Rows from a dataset:
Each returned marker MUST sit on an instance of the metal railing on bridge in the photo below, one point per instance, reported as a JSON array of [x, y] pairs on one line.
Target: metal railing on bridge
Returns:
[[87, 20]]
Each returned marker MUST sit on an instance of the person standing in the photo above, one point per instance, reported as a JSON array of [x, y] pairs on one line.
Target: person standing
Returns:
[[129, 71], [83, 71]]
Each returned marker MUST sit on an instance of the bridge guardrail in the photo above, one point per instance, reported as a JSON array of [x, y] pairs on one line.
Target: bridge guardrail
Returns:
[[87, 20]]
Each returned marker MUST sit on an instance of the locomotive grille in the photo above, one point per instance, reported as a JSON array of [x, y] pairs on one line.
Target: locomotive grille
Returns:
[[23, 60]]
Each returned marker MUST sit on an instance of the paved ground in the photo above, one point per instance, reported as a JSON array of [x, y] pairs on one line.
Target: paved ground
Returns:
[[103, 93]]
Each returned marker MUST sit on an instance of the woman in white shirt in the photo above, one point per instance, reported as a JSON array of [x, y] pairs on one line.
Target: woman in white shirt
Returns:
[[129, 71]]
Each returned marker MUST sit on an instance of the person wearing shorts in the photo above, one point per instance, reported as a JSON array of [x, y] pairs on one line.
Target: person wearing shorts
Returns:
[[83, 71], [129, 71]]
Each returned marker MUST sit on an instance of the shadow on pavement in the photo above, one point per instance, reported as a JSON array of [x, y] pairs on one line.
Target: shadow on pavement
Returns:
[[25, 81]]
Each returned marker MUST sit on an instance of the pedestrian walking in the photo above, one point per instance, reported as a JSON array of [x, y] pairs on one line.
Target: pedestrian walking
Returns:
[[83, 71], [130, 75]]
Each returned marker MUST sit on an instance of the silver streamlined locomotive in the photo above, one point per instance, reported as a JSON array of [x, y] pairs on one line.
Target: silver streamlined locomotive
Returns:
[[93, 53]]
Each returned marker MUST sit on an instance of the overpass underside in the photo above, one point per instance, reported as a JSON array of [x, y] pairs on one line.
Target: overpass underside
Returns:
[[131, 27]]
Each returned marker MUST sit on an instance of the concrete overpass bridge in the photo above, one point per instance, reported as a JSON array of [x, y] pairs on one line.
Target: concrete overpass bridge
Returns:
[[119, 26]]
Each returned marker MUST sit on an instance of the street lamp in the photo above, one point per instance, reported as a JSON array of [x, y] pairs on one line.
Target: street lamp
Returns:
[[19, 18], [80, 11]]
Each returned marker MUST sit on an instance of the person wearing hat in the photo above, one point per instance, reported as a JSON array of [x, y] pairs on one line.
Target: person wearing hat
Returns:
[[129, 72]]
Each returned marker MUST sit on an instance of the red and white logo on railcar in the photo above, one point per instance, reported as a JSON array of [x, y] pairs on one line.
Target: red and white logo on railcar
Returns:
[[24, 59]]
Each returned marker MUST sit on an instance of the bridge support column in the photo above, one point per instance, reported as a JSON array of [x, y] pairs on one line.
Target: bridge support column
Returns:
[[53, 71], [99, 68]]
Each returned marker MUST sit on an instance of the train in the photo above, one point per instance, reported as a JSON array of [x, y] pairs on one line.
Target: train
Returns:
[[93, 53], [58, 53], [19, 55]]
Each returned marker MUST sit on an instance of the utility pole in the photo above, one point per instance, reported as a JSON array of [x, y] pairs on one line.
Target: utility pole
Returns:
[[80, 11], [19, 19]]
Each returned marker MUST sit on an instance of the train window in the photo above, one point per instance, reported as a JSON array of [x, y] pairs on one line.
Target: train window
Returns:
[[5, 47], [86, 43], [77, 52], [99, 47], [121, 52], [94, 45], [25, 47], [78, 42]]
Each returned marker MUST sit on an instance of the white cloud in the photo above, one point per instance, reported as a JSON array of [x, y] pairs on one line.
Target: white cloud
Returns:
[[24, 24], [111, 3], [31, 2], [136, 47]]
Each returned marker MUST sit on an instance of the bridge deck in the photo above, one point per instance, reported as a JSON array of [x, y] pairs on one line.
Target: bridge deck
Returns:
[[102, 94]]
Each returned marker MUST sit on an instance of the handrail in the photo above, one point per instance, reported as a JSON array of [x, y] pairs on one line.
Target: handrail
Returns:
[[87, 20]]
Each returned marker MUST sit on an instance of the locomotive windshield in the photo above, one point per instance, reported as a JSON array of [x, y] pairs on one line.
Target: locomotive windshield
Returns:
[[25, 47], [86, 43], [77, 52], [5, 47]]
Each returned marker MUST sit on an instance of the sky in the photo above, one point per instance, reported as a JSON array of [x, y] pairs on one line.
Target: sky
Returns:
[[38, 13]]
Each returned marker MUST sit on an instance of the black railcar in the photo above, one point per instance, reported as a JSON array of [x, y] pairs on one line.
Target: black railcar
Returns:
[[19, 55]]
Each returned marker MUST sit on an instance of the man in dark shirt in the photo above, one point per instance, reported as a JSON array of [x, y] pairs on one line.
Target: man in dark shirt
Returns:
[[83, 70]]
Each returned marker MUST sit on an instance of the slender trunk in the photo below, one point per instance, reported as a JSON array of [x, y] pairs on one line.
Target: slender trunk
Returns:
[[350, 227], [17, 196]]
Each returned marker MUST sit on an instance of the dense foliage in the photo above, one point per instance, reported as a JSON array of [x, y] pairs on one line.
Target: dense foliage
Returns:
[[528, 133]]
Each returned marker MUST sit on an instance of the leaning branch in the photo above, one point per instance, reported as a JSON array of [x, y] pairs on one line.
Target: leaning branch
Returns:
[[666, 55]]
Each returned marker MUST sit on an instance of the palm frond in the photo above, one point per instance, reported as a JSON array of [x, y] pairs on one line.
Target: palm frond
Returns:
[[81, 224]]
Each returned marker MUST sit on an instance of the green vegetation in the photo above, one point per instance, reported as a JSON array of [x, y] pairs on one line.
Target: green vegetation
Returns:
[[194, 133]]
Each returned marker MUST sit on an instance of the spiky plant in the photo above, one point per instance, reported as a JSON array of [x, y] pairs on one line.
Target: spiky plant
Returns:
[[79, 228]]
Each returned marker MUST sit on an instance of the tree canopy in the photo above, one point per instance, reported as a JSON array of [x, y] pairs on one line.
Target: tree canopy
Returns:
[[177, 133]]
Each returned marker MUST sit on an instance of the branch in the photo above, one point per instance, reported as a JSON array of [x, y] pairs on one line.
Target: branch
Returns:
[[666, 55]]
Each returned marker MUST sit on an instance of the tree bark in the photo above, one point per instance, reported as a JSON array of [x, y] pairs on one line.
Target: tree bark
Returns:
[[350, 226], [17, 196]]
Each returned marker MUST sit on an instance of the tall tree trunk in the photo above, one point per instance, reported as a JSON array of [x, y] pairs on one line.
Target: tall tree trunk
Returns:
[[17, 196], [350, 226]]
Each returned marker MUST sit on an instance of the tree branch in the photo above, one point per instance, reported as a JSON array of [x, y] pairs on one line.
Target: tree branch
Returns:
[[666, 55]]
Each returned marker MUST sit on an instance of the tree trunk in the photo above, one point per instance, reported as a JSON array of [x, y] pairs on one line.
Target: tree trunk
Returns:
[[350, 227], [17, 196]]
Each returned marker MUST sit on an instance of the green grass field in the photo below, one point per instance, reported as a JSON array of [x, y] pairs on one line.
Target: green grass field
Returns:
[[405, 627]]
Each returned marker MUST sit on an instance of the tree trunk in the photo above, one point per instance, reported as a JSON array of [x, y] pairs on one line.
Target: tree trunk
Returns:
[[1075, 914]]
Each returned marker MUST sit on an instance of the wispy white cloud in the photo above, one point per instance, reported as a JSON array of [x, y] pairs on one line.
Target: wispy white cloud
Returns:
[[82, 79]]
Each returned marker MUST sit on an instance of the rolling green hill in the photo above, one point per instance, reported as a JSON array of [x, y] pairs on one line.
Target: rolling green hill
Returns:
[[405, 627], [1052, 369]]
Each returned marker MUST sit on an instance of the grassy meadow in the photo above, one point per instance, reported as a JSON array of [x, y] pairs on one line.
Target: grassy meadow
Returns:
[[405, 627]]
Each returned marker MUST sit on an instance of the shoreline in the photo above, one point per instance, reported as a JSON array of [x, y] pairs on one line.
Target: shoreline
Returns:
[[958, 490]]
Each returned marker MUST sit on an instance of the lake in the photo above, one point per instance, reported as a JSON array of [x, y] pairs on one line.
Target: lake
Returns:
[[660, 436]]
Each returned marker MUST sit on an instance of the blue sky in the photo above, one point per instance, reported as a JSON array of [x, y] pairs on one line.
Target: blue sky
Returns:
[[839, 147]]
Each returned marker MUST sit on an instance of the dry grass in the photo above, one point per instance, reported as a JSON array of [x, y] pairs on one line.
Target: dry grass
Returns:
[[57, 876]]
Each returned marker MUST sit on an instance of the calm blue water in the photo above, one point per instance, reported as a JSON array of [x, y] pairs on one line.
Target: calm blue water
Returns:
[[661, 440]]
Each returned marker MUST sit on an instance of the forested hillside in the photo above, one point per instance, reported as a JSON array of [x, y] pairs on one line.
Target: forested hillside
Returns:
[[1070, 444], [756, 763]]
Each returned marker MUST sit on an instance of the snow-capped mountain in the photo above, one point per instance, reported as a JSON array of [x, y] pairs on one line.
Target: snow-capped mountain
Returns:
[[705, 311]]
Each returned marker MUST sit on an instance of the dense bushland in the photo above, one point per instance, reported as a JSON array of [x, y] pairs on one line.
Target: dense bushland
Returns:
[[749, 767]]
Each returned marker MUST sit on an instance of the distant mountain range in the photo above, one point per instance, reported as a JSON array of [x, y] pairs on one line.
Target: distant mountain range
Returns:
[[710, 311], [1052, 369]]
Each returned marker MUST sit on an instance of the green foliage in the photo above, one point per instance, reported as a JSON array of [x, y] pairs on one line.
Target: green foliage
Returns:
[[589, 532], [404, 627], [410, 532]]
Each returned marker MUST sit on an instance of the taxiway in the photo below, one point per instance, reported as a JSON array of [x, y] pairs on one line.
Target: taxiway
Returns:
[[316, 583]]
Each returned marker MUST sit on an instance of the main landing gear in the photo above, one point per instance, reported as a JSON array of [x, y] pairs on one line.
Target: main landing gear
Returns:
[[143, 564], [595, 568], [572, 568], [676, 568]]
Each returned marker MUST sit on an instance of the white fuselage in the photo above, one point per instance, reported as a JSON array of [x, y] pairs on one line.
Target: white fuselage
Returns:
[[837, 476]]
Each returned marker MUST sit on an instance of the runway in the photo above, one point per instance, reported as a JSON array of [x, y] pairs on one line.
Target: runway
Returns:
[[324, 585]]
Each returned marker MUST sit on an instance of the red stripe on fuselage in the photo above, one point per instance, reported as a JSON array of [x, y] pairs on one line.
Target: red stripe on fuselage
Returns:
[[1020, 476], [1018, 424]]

:: What to do ::
Can you quote exactly the lines from the one containing "Each returned marker MUST sit on an instance of the taxiway" through the last line of the records above, and nothing else?

:: Task solution ::
Each returned marker MUST sit on an instance of the taxiway in the photo below, one point per instance, reported as a JSON array of [x, y] pairs on one line.
Target: taxiway
Returns:
[[316, 583]]
Each returned marker MUST sit on an instance of the main landing gear in the photo above, one point per instance, reported as a JSON array of [x, y] pairs on one line.
Target: main landing gear
Returns:
[[143, 564], [595, 568], [572, 568], [676, 568]]
Each returned marker MUST sit on an instance of the white fuselage in the photo above, one point per instance, reported as a JSON array of [x, y] pairs on one line.
Target: white fuselage
Returns:
[[837, 476]]
Each returned marker MUST sit on an instance of the runway in the photo above, one point per instance, reported as a JSON array of [x, y] pairs on one line.
Target: runway
Returns:
[[324, 585]]
Each returned marker MUST sit on an instance of the red stripe on fuselage in the photo above, one point per instance, reported as a JSON array of [x, y] pairs on one line.
Target: red stripe on fuselage
Returns:
[[1020, 476], [1018, 424]]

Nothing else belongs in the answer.